((

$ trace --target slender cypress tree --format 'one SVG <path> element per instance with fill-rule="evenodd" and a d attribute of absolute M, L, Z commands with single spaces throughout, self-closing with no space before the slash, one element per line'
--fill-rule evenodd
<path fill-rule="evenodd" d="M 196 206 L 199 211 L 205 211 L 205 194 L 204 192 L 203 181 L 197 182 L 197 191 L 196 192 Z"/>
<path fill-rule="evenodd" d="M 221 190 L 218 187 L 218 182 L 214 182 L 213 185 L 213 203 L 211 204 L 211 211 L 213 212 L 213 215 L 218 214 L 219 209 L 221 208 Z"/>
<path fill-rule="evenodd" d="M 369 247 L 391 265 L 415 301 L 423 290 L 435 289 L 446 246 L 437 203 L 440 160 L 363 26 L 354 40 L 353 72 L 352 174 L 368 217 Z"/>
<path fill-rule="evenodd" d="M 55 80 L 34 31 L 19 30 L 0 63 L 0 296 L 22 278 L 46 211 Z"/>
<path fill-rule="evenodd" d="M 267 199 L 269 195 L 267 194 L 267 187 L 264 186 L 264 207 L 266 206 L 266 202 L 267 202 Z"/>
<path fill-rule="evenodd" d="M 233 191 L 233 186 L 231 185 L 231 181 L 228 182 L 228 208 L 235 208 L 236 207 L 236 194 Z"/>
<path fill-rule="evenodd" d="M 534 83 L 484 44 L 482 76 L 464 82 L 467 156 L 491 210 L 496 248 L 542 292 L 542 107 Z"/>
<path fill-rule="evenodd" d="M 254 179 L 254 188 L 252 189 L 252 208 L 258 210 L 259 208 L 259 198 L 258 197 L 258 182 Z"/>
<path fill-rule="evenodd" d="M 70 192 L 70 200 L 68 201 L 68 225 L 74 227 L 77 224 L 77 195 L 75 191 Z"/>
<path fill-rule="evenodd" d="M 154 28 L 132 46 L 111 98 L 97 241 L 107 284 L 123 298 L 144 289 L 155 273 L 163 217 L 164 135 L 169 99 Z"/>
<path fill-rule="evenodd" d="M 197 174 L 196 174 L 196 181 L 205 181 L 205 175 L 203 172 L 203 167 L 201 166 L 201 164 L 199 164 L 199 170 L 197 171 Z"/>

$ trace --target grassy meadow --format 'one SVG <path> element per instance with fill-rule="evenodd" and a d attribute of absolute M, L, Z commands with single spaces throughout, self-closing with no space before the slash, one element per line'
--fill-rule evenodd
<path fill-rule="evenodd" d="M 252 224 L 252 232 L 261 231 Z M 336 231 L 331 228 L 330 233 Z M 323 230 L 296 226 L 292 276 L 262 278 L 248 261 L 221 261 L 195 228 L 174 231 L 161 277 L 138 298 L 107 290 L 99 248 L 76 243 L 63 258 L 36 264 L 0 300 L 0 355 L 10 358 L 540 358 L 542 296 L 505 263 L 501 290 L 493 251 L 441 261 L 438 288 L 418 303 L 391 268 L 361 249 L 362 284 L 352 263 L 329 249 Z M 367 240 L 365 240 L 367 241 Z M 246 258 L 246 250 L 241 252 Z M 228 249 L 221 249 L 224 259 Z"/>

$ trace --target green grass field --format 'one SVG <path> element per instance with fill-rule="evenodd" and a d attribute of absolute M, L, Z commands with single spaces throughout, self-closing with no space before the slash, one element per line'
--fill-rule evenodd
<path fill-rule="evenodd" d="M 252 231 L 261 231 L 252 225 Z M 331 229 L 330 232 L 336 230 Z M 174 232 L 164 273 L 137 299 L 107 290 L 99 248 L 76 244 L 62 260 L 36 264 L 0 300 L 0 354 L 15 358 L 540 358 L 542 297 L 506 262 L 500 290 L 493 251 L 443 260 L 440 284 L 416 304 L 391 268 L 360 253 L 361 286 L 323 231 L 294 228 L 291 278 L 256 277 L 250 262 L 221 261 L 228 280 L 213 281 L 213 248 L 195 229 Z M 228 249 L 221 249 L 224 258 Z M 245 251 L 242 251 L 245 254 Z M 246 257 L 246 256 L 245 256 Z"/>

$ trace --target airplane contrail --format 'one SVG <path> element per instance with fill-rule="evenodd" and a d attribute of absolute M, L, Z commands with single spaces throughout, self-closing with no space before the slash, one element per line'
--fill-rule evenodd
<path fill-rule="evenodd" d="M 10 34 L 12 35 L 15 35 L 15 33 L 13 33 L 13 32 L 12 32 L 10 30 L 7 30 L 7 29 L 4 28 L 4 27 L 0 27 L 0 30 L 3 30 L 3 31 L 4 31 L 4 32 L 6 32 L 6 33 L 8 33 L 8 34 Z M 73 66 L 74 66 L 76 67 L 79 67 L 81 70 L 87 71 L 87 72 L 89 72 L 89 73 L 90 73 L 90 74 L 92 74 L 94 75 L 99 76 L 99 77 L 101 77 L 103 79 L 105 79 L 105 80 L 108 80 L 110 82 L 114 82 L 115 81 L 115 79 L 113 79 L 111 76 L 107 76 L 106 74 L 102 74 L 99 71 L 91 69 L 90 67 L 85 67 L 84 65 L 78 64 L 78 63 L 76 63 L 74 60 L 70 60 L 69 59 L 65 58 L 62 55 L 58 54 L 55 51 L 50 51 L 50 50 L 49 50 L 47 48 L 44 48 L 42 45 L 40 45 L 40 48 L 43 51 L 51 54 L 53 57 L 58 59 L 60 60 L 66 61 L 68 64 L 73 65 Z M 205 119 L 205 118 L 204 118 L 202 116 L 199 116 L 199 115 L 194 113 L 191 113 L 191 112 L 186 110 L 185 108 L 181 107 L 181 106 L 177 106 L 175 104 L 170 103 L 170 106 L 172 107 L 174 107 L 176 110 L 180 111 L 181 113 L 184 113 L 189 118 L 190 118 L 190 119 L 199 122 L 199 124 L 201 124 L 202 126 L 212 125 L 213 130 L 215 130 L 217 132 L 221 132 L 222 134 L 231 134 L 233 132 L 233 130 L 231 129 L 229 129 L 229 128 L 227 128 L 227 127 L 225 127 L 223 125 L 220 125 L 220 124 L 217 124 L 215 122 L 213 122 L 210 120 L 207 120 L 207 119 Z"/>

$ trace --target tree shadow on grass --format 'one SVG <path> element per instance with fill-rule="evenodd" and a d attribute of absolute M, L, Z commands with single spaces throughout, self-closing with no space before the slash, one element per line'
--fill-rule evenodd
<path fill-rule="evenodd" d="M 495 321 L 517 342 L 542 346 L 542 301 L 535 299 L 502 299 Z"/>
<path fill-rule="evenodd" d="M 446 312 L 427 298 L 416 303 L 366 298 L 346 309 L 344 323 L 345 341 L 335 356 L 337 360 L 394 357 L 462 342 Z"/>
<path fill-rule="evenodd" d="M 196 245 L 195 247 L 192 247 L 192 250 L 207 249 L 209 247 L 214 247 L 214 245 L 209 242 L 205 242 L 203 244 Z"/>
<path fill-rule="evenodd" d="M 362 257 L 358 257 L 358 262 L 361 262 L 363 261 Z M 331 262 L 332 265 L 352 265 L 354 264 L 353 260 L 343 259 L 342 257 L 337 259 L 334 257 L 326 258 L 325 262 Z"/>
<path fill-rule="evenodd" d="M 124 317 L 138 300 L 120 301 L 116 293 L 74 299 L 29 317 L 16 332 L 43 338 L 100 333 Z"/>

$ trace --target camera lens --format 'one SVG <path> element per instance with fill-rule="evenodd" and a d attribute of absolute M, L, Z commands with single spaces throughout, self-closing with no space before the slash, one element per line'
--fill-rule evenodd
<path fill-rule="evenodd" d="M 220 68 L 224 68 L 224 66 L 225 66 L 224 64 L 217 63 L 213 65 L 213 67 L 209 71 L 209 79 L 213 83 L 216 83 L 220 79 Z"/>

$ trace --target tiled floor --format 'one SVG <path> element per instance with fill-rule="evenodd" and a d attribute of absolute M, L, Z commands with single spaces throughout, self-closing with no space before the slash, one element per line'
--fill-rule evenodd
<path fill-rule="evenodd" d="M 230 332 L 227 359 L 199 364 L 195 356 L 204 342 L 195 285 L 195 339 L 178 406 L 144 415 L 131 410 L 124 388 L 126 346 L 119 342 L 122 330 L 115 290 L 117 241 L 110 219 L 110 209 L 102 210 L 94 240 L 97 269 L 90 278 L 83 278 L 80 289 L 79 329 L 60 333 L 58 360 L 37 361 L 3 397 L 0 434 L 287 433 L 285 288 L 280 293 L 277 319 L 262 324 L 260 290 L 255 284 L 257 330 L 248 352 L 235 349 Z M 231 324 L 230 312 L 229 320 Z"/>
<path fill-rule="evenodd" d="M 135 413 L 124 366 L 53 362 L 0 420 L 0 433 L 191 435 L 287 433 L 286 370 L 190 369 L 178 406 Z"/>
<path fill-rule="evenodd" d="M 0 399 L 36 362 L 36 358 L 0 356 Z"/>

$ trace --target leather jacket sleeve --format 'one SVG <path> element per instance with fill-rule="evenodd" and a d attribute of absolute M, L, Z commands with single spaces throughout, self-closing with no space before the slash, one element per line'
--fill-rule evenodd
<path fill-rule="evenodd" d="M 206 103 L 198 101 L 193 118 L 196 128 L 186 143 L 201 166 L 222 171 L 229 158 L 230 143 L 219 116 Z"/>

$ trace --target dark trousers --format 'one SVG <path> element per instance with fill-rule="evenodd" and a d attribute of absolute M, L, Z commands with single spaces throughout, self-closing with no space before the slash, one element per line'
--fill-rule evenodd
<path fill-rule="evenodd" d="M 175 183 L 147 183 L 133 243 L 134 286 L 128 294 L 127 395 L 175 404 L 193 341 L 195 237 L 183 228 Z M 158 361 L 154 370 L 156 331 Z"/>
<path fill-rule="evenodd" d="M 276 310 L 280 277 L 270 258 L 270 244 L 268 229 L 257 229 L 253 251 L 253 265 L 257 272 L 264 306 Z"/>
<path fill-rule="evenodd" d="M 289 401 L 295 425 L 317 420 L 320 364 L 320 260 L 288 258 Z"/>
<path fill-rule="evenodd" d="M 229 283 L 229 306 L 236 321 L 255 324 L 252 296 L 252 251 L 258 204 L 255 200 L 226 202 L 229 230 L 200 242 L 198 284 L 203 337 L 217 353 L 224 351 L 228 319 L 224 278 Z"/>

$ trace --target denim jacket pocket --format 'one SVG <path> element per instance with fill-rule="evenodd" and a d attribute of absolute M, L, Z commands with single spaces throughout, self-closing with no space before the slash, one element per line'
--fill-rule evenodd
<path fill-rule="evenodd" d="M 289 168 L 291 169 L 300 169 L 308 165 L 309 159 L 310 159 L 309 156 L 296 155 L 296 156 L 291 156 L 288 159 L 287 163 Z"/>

))

▶ _Stated task_
Reproduce the data without any change, from its first line down to and including the line that contains "197 174 L 196".

▶ _The reply_
$ trace --target slender cypress tree --format 'one SVG <path> element per instance with fill-rule="evenodd" and a d attribute of absolute M, L, Z commands with single spaces throughout, self-closing with no space before the slash, one element per line'
--fill-rule evenodd
<path fill-rule="evenodd" d="M 196 206 L 199 211 L 205 211 L 205 194 L 204 192 L 203 181 L 197 182 L 197 191 L 196 192 Z"/>
<path fill-rule="evenodd" d="M 221 190 L 218 187 L 218 182 L 214 182 L 213 185 L 213 203 L 211 204 L 211 211 L 213 212 L 213 215 L 218 214 L 219 209 L 221 208 Z"/>
<path fill-rule="evenodd" d="M 369 247 L 391 265 L 415 301 L 423 290 L 435 289 L 446 246 L 437 203 L 440 160 L 363 26 L 354 40 L 353 72 L 352 174 L 368 217 Z"/>
<path fill-rule="evenodd" d="M 55 80 L 34 31 L 19 30 L 0 63 L 0 296 L 22 278 L 46 211 Z"/>
<path fill-rule="evenodd" d="M 267 199 L 269 195 L 267 194 L 267 187 L 264 186 L 264 207 L 266 206 L 266 202 L 267 202 Z"/>
<path fill-rule="evenodd" d="M 233 191 L 233 186 L 231 185 L 231 181 L 228 182 L 228 208 L 235 208 L 236 207 L 236 194 Z"/>
<path fill-rule="evenodd" d="M 534 83 L 484 44 L 482 76 L 464 82 L 467 156 L 491 210 L 496 248 L 542 292 L 542 107 Z"/>
<path fill-rule="evenodd" d="M 254 179 L 254 188 L 252 189 L 252 208 L 258 210 L 259 208 L 259 198 L 258 197 L 258 182 Z"/>
<path fill-rule="evenodd" d="M 70 192 L 70 200 L 68 201 L 68 225 L 74 227 L 77 224 L 77 195 L 75 191 Z"/>
<path fill-rule="evenodd" d="M 154 28 L 132 46 L 111 98 L 97 241 L 107 284 L 123 298 L 144 289 L 155 273 L 163 217 L 164 135 L 169 99 Z"/>
<path fill-rule="evenodd" d="M 197 174 L 196 174 L 196 181 L 205 181 L 205 175 L 203 172 L 203 167 L 201 166 L 201 164 L 199 164 L 199 170 L 197 171 Z"/>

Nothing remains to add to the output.